#### TASKS TO COMPLETE
A: Answer these questions from the Roebuck interview extract:
(i) Which of Franco's generals boasted of a 'fifth column' in a radio broadcast?
(ii) What was Roebuck's favorite subject at private school?
(iii) Which race did Jean Behra win when Roebuck first saw him on television?
B: Write out the passage of the Roebuck interview extract starting at "What I'm saying" and ending at "Formula 1 heroes.".

#### DOCUMENT EXTRACT

┄┄┄┄┄┄┄┄┄┄┄┄┄┄┄┄┄┄┄┄

(This interview originally appeared in my 1990 book Grand Prix People)
During the Spanish Civil War one
of Franco's generals, Emilio Mola, was leading four columns of troops against
Madrid. In a radio broadcast Mola boasted that he had a 'fifth column' of
sympathizers within Madrid who would support him in a rearguard action. Shortly
after that a war correspondent named Ernest Hemingway wrote a play called The
Fifth Column. Nowadays, in his Fifth Column in Autosport, Nigel Roebuck writes
from behind the lines in Formula 1.
Like a war correspondent,
Roebuck brings news of the in-fighting along pit lane and the intrigue in the
paddock. He is the fans' man on the spot, passionate about the sport and
sometimes amused, sometimes angered, by its players. In his introduction to a
collection of his columns, published in a book, 'Inside Formula 1', Roebuck
notes that he is fascinated by the pit lane 'scandal' and 'gossip.' And
this fifth columnist makes no bones about the perspective of his point of view:
'Unbiased journalism, if it exists at all, is doubtless terribly worthy. But it
sends me to sleep.'
"At least I'm fairly
nakedly unbiased. I don't think I'm
devious about it. For instance I am a blatant Prost fan, just like I was
a blatant Villeneuve fan - even more so with Gilles. In those days in
every press room I used to walk into a barrage of criticism about what I'd
written. People like Doodson would be
saying, 'Villeneuve is a rock ape.' And
didn't I realize that? And, what's the
matter with me?
"But I just always loved
reading opinions. I get bored with
facts. I love reading people's
opinions of people. I love reading
profiles, whether it's film stars, or politicians, or whatever, especially if
it's written by someone who's prepared to say, 'Well, I didn't think he was
very interesting', or 'He can't laugh at himself.' So I always try to get it across that I'm not
necessarily saying A's a better driver than B.
What I'm saying is that I like A, and I don't like B, and this is why I
like A."
Roebuck was just six years old
when he discovered the first driver he liked. It was Jean Behra, who caught and
passed Trintingant's Ferrari to win the 1954 Pau Grand Prix. Little Nigel saw
it on BBC TV and was "absolutely spellbound." From the ages of 10 to
18 he attended private school, where his favourite subject was English, though
he specialized in the extracurricular study of motor racing. As far as the boy
Roebuck was concerned, those school years were merely a necessary interval to
be endured until he joined his Formula 1 heroes.
"It never really dawned on
me that I would be anything other than a racing driver. What else would I be? I
hadn't quite worked out how this was going to happen, being a racing driver,
but I did realise that you didn't leave school and a week later show up at
Lotus and ask for a job. And I thought
well, I'll have to do something until I'm a Grand Prix driver, so I'd
like to be a journalist."

┄┄┄┄┄┄┄┄┄┄┄┄┄┄┄┄┄┄┄┄

Stored dataset entries:
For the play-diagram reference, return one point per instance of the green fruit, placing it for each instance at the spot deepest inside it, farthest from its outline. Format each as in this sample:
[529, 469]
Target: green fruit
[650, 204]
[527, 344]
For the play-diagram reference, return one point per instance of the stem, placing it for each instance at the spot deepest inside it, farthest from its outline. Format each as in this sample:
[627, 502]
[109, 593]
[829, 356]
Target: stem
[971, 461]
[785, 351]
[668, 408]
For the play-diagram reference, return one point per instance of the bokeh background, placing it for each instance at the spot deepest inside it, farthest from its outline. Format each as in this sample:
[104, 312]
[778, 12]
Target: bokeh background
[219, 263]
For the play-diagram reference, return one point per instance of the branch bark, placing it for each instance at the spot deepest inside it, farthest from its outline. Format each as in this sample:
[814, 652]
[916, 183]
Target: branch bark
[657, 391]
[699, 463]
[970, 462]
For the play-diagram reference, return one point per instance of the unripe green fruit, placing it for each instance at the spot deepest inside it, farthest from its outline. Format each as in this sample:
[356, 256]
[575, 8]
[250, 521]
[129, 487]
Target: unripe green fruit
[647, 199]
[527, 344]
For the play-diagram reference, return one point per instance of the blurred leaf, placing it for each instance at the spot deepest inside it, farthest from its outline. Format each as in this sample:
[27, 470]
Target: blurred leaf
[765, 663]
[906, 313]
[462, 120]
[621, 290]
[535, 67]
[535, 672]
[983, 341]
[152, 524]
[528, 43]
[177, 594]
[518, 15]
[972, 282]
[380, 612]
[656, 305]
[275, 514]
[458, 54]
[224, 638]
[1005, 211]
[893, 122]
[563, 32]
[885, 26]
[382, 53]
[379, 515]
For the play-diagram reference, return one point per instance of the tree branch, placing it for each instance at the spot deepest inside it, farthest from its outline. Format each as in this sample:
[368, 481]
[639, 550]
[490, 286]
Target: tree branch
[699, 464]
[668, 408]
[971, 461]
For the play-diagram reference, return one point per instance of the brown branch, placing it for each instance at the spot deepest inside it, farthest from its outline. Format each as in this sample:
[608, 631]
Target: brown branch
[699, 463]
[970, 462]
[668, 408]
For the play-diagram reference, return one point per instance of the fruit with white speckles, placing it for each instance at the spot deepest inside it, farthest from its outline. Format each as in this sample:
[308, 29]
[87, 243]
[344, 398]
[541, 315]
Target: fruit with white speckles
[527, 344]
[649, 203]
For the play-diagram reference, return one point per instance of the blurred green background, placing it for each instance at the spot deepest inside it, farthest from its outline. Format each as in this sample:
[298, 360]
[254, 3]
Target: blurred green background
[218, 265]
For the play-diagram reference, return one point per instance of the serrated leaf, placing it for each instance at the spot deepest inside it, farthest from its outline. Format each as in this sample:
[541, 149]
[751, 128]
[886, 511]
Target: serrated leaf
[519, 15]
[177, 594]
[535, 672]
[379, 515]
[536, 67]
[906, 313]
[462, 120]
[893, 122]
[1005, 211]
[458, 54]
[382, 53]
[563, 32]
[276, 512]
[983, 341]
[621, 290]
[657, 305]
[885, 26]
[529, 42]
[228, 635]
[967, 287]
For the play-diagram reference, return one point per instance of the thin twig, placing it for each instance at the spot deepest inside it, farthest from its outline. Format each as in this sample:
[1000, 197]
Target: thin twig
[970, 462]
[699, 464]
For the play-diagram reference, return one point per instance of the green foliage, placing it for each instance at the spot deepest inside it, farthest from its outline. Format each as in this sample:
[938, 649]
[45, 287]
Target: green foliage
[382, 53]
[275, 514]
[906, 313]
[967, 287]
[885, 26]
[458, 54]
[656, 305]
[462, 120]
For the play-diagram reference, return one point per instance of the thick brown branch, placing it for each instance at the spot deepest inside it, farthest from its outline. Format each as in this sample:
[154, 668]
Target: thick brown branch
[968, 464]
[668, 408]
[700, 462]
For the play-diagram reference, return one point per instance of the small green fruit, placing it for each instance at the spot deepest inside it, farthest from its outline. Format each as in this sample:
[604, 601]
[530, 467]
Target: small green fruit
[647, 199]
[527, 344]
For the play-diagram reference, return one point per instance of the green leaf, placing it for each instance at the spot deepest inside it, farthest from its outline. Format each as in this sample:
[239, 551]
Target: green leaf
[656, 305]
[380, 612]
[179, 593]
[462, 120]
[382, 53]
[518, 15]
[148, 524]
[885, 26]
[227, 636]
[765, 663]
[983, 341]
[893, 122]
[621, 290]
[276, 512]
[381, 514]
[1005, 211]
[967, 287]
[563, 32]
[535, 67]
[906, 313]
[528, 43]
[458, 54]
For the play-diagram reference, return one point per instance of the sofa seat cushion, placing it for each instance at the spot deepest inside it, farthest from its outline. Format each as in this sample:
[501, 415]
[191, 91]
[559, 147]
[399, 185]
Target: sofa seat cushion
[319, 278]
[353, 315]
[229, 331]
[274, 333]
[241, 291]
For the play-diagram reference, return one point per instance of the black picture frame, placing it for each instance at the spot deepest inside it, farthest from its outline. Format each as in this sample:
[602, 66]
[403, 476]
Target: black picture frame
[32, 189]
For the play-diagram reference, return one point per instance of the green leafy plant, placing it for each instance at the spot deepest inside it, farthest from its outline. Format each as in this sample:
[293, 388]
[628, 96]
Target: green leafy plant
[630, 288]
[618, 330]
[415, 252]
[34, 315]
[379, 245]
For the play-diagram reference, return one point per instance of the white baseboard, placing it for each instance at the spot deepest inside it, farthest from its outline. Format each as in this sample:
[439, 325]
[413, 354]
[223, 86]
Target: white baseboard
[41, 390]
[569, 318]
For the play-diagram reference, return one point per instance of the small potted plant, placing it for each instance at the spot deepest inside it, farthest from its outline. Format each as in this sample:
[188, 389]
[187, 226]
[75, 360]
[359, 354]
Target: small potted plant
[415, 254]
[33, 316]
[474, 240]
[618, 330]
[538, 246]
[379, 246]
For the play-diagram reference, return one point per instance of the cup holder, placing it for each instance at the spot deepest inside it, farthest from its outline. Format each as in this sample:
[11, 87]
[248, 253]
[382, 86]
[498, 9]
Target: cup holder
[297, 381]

┄┄┄┄┄┄┄┄┄┄┄┄┄┄┄┄┄┄┄┄

#### SOLUTIONS TO THE PROBLEMS
A:
(i) Emilio Mola
(ii) English
(iii) The 1954 Pau Grand Prix

B:
What I'm saying is that I like A, and I don't like B, and this is why I
like A."
Roebuck was just six years old
when he discovered the first driver he liked. It was Jean Behra, who caught and
passed Trintingant's Ferrari to win the 1954 Pau Grand Prix. Little Nigel saw
it on BBC TV and was "absolutely spellbound." From the ages of 10 to
18 he attended private school, where his favourite subject was English, though
he specialized in the extracurricular study of motor racing. As far as the boy
Roebuck was concerned, those school years were merely a necessary interval to
be endured until he joined his Formula 1 heroes.